TEXT SHOWN:

Cookie Policy
Last updated · 2026-06-09
This policy explains the cookies Brieflings uses and the choice you have over them. It sits alongside our privacy policy.
What cookies are
A cookie is a small file a site stores in your browser. Some cookies are needed for a site to work at all; others are optional.
How we use cookies
Brieflings sets first-party cookies for the site itself. On our public marketing pages only (home, pricing, signup) we also use the third-party Meta Pixel to measure advertising; it sets the cookies marked “advertising” below and loads only if you accept the Advertising category on the banner. The Meta Pixel never runs once you sign in. If you accept advertising, we also send Meta a set of conversion signals from our servers through the Meta Conversions API to measure conversions such as a signup or subscription. To help Meta match these to the right account, they carry a limited set of identifiers — a scrambled (hashed) version of your email and your country, the advertising cookies, and your IP and browser details — but never the topics you follow, the briefs you read, or your chats. On our marketing pages the Pixel also uses Meta's advanced matching, which hashes contact details you enter there (such as your email) in your browser and sends the hashed value to Meta. The privacy policy describes this. We would also like to use analytics cookies to understand how the site is used and to record sessions so we can diagnose problems users report; those load only if you accept the Analytics category. The privacy policy describes the analytics, session-replay, and advertising processing in more detail.

YOUR TASKS:
- 1) Turn the paragraph of the cookie policy that begins "Brieflings sets first-party cookies" into a short bulleted list that keeps its main facts.
- 2) Retype the part of the cookie policy that starts at the words "Cookie Policy" and stops after "our privacy policy.", word for word.
- 3) Write what comes next in the cookie policy, picking up after its last sentence.

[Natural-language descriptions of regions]
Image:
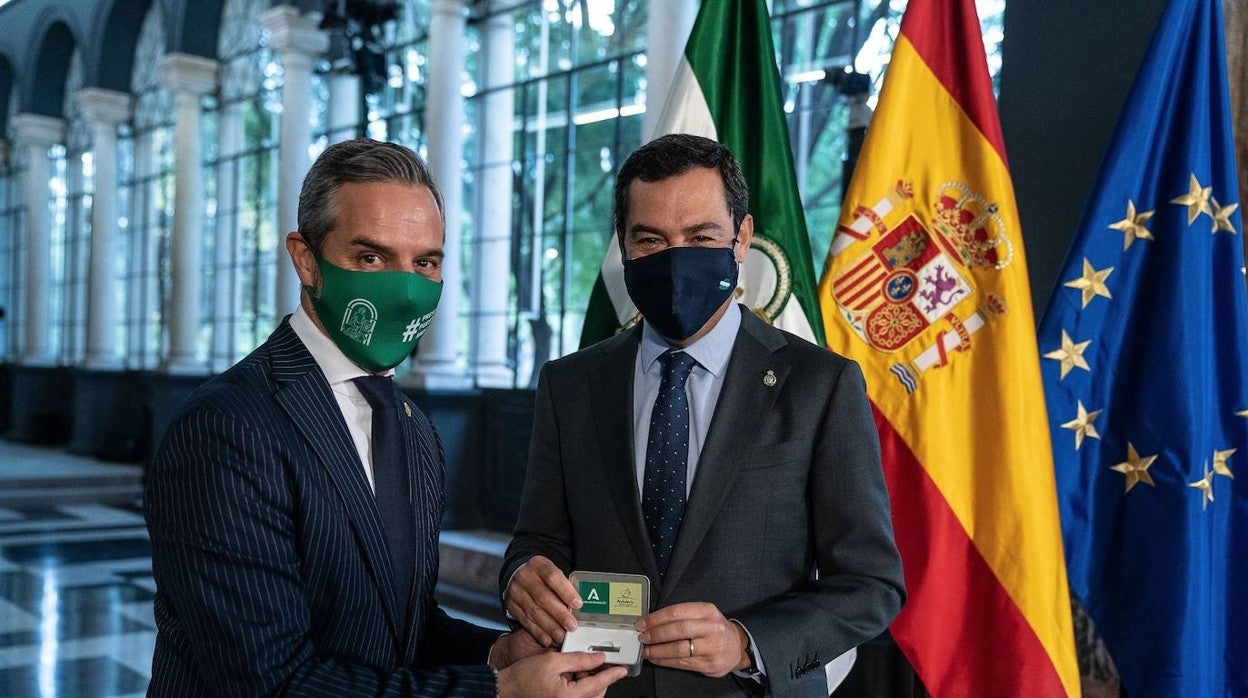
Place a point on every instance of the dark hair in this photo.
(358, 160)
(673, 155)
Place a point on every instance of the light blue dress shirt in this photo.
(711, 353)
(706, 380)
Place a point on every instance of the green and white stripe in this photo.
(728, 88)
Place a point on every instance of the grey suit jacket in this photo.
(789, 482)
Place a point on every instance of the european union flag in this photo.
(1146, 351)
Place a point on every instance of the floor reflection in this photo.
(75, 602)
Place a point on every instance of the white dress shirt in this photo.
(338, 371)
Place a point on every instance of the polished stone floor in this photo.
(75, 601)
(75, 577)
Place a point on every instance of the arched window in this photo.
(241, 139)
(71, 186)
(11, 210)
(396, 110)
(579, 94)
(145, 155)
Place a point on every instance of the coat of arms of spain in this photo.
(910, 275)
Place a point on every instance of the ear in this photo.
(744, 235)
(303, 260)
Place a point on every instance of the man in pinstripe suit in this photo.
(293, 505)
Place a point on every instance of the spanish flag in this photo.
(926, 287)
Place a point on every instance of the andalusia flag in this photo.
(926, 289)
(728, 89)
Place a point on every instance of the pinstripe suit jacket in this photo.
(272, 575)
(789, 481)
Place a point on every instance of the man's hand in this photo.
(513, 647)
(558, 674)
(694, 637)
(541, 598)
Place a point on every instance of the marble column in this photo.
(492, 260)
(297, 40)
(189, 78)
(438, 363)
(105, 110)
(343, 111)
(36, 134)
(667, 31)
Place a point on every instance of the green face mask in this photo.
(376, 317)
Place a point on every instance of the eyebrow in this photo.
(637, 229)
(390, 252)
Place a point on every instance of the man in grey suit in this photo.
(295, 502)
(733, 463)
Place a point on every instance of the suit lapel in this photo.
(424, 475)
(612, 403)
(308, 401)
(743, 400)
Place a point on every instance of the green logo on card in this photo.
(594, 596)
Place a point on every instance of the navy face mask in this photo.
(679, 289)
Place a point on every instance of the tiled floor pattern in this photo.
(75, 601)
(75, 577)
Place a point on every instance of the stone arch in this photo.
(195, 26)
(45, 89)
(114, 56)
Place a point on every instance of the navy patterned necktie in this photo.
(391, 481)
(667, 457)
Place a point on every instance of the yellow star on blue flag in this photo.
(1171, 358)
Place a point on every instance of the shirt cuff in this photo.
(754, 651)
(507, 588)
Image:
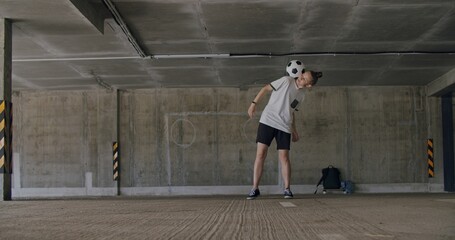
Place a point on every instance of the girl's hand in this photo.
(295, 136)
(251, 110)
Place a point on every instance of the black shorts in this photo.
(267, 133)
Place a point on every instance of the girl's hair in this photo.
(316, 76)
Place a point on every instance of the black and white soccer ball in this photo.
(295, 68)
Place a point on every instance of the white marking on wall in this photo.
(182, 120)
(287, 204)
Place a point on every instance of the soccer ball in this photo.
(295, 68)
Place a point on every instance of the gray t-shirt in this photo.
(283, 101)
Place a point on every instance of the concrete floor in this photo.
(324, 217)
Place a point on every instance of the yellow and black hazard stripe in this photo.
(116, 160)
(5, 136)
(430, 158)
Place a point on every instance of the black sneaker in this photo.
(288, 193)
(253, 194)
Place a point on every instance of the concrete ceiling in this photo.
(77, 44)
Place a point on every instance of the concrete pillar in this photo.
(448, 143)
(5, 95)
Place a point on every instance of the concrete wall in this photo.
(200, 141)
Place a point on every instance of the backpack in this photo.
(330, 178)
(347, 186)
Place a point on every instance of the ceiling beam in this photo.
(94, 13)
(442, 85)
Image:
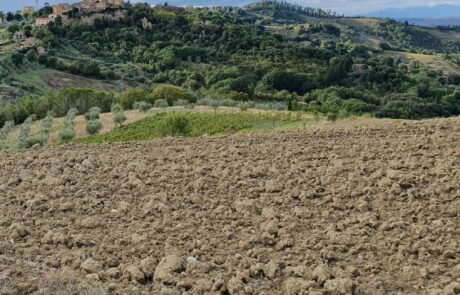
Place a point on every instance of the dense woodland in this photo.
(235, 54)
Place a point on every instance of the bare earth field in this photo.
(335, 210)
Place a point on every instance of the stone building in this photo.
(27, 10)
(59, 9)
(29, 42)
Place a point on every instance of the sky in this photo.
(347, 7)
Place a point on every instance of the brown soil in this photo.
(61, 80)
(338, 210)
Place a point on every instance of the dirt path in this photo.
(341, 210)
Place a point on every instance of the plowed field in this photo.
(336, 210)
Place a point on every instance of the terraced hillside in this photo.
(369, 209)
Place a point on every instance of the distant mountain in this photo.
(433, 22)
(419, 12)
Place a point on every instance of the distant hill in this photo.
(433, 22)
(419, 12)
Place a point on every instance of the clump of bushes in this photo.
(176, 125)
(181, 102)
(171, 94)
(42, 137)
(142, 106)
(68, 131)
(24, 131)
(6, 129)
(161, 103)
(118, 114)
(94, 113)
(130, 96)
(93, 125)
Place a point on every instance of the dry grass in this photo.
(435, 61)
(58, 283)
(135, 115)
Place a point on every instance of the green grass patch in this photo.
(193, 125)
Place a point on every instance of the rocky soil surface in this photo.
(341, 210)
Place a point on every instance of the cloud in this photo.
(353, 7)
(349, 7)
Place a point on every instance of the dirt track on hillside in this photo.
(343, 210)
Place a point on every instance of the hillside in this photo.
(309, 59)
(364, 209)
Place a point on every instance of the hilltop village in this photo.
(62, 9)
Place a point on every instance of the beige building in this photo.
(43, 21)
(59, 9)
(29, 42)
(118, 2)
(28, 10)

RESPONSES IN ORDER:
- 1)
- Brieflings sets first-party cookies for the site itself.
- On the public marketing pages only (home, pricing, signup), the third-party Meta Pixel is used to measure advertising. It loads only if you accept the Advertising category on the banner.
- The Meta Pixel never runs once you sign in.
- If you accept advertising, Brieflings also sends Meta conversion signals, such as a signup or subscription, from its servers through the Meta Conversions API.
- These signals carry a hashed email, your country, the advertising cookies, and your IP and browser details. They never include the topics you follow, the briefs you read, or your chats.
- On the marketing pages, the Pixel's advanced matching hashes contact details you enter, such as your email, in your browser and sends the hashed value to Meta.
- Analytics cookies and session recording help show how the site is used and diagnose reported problems. They load only if you accept the Analytics category.
- The privacy policy describes the analytics, session-replay, and advertising processing in more detail.

- 2)
Cookie Policy
Last updated · 2026-06-09
This policy explains the cookies Brieflings uses and the choice you have over them. It sits alongside our privacy policy.

- 3)
The cookies we set
| Name | Purpose | Type | Duration | Provider |
|---|---|---|---|---|
| brieflings_session | Keeps you signed in | Strictly necessary — exempt from consent | Up to 14 days | First-party |
| brieflings_consent | Remembers your cookie choice so we don't ask again | Strictly necessary — exempt from consent | 6 months | First-party |
| ph_* | Distinguishes visitors, remembers the consented analytics state, and links page interactions to the session replay we use to diagnose problems | Consent required | 12 months | First-party — data processor: PostHog (EU Cloud) |
| _fbp | Identifies the browser to measure Meta ad performance, on our public marketing pages only | Consent required (advertising) | Up to 90 days | Meta Platforms Ireland |
| _fbc | Stores the ad click that brought you to a marketing page, for ad-performance measurement | Consent required (advertising) | Session | Meta Platforms Ireland |
Strictly necessary vs. consent
The two named cookies above are strictly necessary — one keeps you signed in, the other records the choice you make on the consent banner — so they are exempt from consent and are always set. The banner offers two optional categories, Analytics and Advertising, each off by default; nothing in a category is set unless you turn it on. You can accept all, reject all, or choose per category.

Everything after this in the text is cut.